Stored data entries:
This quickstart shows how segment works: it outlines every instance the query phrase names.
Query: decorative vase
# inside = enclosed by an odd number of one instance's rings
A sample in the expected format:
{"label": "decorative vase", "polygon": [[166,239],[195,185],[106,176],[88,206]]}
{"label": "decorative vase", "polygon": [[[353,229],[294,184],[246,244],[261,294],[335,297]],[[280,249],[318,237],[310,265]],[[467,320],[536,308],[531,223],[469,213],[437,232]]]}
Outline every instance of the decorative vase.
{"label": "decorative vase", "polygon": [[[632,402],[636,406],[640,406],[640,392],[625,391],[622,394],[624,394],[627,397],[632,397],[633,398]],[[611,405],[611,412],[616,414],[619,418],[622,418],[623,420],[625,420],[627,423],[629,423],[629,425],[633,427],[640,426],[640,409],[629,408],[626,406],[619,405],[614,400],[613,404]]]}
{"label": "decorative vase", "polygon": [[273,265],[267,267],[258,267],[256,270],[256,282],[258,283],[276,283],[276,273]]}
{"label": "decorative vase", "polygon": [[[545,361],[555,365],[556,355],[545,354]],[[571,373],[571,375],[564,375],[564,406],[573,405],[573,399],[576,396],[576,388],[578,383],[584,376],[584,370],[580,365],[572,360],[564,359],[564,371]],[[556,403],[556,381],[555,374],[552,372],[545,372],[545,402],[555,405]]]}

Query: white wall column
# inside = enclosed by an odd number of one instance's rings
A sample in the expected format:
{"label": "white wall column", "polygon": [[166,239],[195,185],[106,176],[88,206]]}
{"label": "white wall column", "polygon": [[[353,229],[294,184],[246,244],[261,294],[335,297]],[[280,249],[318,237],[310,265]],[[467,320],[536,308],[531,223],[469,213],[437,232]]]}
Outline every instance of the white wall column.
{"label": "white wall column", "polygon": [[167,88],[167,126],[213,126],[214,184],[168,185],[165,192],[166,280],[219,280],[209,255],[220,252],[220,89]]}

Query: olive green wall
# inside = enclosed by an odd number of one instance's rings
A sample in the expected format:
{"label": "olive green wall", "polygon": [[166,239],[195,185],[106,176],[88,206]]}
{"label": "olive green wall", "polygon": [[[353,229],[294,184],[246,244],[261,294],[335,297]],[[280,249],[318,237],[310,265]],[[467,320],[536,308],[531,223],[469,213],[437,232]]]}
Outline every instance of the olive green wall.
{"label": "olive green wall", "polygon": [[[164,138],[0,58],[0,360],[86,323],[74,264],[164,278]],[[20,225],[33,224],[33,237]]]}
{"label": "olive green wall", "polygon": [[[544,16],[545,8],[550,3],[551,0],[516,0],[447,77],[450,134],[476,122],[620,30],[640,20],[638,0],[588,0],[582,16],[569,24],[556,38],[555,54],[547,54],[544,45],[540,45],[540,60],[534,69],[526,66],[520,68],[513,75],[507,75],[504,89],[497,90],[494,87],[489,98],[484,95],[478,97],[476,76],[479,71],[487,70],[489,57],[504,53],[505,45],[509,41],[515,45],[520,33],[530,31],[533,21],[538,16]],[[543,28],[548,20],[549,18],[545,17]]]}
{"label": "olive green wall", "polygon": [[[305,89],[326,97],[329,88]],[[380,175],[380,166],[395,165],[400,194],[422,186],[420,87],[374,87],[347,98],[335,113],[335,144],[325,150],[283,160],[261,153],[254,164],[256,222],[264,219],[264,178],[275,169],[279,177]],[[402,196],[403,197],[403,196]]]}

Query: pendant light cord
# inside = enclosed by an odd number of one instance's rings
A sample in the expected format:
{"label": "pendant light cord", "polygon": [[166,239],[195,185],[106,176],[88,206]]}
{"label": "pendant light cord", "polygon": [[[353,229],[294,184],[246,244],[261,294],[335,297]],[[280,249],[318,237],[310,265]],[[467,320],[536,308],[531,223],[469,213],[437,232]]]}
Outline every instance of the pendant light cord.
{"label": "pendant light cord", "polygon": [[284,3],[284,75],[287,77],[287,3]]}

## Work to be completed
Your job is to restate all of the data word for word.

## Task solution
This quickstart shows how segment works: it outlines every instance the query phrase names.
Query: decorative vase
# inside = enclosed by an odd number of one instance's rings
A sample in the expected format:
{"label": "decorative vase", "polygon": [[166,239],[195,185],[106,176],[88,206]]}
{"label": "decorative vase", "polygon": [[[353,229],[294,184],[246,244],[261,294],[335,297]],[[280,249],[318,237],[310,265]],[[467,320],[536,308],[531,223],[469,213],[437,232]]]}
Outline every instance of the decorative vase.
{"label": "decorative vase", "polygon": [[[632,402],[636,406],[640,406],[640,392],[625,391],[622,394],[624,394],[627,397],[632,397],[633,398]],[[611,405],[611,412],[616,414],[619,418],[622,418],[623,420],[625,420],[627,423],[629,423],[629,425],[633,427],[640,426],[640,409],[629,408],[626,406],[619,405],[614,400],[613,404]]]}
{"label": "decorative vase", "polygon": [[273,265],[267,267],[258,267],[256,270],[256,282],[258,283],[276,283],[276,273]]}
{"label": "decorative vase", "polygon": [[[545,361],[555,365],[556,355],[545,354]],[[571,373],[571,375],[564,375],[564,406],[573,405],[573,399],[576,396],[576,388],[578,383],[584,376],[584,370],[580,365],[572,360],[564,359],[564,371]],[[556,403],[556,381],[555,374],[552,372],[545,372],[545,402],[555,405]]]}

Query: white wall column
# inside = enclosed by an odd number of one instance's rings
A sample in the expected format:
{"label": "white wall column", "polygon": [[166,239],[195,185],[106,176],[88,206]]}
{"label": "white wall column", "polygon": [[[353,229],[294,184],[246,244],[261,294],[335,297]],[[280,249],[318,237],[310,265]],[[467,320],[536,308],[531,223],[469,213],[437,232]]]}
Outline every instance of the white wall column.
{"label": "white wall column", "polygon": [[167,88],[167,126],[213,126],[214,184],[168,185],[165,192],[166,280],[219,280],[209,255],[220,252],[220,89]]}

Query: olive green wall
# inside = enclosed by an odd number of one instance's rings
A sample in the expected format:
{"label": "olive green wall", "polygon": [[166,239],[195,185],[106,176],[88,206]]}
{"label": "olive green wall", "polygon": [[[353,229],[294,184],[246,244],[261,294],[335,297]],[[280,249],[318,237],[310,265]],[[467,320],[536,308],[531,223],[469,213],[437,232]]]}
Outline every instance of the olive green wall.
{"label": "olive green wall", "polygon": [[[164,138],[0,58],[0,360],[86,323],[74,264],[164,278]],[[20,225],[33,224],[33,237]]]}
{"label": "olive green wall", "polygon": [[[544,16],[545,8],[550,3],[551,0],[516,0],[447,77],[450,134],[476,122],[620,30],[640,20],[638,0],[588,0],[582,16],[569,24],[556,38],[555,54],[547,54],[544,45],[540,45],[540,60],[534,69],[526,66],[520,68],[513,75],[507,75],[504,89],[497,90],[494,87],[489,98],[484,95],[478,97],[476,76],[479,71],[487,70],[489,57],[504,53],[505,45],[509,41],[515,45],[520,33],[530,31],[533,21],[538,16]],[[543,28],[548,20],[549,18],[545,17]]]}
{"label": "olive green wall", "polygon": [[[305,89],[326,97],[329,88]],[[380,175],[380,166],[395,165],[400,194],[422,186],[420,87],[374,87],[347,98],[335,113],[335,144],[325,150],[283,160],[261,153],[254,164],[256,222],[264,219],[264,178],[275,169],[279,177]],[[402,196],[403,197],[403,196]]]}

Query: pendant light cord
# inside = enclosed by an odd number of one instance's rings
A sample in the expected format:
{"label": "pendant light cord", "polygon": [[166,239],[195,185],[106,176],[88,206]]}
{"label": "pendant light cord", "polygon": [[[353,229],[294,184],[246,244],[261,294],[335,297]],[[280,249],[318,237],[310,265]],[[467,320],[536,308],[531,223],[469,213],[437,232]]]}
Outline every instance of the pendant light cord.
{"label": "pendant light cord", "polygon": [[284,3],[284,75],[287,77],[287,3]]}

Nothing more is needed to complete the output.